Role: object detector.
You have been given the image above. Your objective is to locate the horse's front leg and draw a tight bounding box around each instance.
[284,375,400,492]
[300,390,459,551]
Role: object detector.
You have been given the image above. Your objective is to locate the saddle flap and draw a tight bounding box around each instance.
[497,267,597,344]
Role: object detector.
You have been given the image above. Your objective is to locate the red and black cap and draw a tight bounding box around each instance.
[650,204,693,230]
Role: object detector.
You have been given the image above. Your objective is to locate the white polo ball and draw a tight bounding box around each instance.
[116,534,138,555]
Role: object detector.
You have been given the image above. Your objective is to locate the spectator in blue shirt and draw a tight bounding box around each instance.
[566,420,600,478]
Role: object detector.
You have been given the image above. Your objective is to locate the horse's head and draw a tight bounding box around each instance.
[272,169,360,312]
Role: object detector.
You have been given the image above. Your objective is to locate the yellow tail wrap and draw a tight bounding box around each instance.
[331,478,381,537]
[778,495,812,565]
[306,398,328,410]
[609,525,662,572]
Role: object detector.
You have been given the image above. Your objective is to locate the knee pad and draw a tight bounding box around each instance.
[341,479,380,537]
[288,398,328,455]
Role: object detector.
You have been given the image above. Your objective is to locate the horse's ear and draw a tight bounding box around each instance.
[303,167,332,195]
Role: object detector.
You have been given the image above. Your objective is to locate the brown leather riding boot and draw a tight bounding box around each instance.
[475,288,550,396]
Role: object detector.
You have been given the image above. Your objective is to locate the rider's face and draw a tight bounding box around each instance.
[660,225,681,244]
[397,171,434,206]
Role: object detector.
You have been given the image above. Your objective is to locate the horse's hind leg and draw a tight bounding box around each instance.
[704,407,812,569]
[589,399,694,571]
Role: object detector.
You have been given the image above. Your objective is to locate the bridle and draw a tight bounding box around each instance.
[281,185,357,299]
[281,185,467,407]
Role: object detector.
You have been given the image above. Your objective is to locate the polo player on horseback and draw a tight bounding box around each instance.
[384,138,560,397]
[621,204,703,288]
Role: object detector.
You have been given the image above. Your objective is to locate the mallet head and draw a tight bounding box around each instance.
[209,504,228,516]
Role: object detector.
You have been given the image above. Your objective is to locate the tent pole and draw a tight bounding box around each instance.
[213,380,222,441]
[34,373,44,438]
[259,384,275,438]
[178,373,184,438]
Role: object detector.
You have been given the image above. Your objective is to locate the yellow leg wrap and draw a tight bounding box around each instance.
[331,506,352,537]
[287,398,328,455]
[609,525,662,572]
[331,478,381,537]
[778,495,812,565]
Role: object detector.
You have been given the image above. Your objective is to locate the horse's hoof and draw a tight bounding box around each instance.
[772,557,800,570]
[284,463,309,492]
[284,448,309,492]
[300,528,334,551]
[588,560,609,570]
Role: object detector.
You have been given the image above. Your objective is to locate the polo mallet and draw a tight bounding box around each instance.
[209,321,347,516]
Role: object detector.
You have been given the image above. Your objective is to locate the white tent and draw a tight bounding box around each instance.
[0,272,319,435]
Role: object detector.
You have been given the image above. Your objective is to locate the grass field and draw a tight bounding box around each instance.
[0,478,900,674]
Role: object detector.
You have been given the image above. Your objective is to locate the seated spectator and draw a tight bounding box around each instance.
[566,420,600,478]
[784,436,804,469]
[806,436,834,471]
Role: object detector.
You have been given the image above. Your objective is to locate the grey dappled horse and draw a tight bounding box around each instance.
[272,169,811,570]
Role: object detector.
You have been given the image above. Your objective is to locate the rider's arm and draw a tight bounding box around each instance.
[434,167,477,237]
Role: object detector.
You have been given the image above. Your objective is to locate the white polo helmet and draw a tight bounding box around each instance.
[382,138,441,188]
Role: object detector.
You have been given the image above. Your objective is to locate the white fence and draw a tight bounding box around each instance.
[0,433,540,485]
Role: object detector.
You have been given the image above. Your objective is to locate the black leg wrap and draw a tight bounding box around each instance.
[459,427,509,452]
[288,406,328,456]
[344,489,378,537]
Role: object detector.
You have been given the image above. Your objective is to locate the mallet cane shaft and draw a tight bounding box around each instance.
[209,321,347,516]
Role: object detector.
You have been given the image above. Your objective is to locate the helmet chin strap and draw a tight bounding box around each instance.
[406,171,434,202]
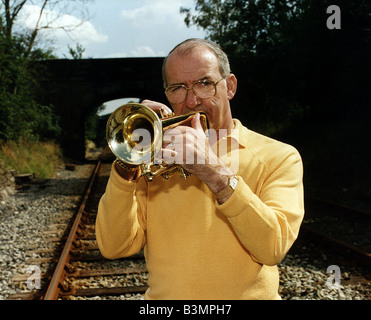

────────────────────

▶ Exercise
Copy the records from the start through the line containing "[272,169,360,312]", requests included, and add 10 to every bounding box coordinate in the answers.

▶ Output below
Role: object detector.
You have been given the image above. Your objective is to locate the horse's front leg and draw a tight bounding box around each instance.
[294,385,410,502]
[310,400,469,561]
Role: object detector.
You have been given the image above. Your objective is to locate the saddle flap and draw a tight bounding box around each instance.
[507,277,607,354]
Role: object detector.
You have been given the image above. Your objective is to locate the red and black cap and draw a tight bounding box around each instance.
[660,214,703,240]
Role: object detector.
You have been given the image above. Your objective is to locate the white polo ball and draw a tight bounding box around each instance.
[126,544,148,565]
Role: object detector.
You have been given the image above. Your objective is to locate the spectator in blue shirt and draw a tight bounding box around each instance.
[576,430,610,488]
Role: object detector.
You have been given the image above. Your objective is to locate the horse's head and draw a tight bounding box around each instance.
[282,179,370,322]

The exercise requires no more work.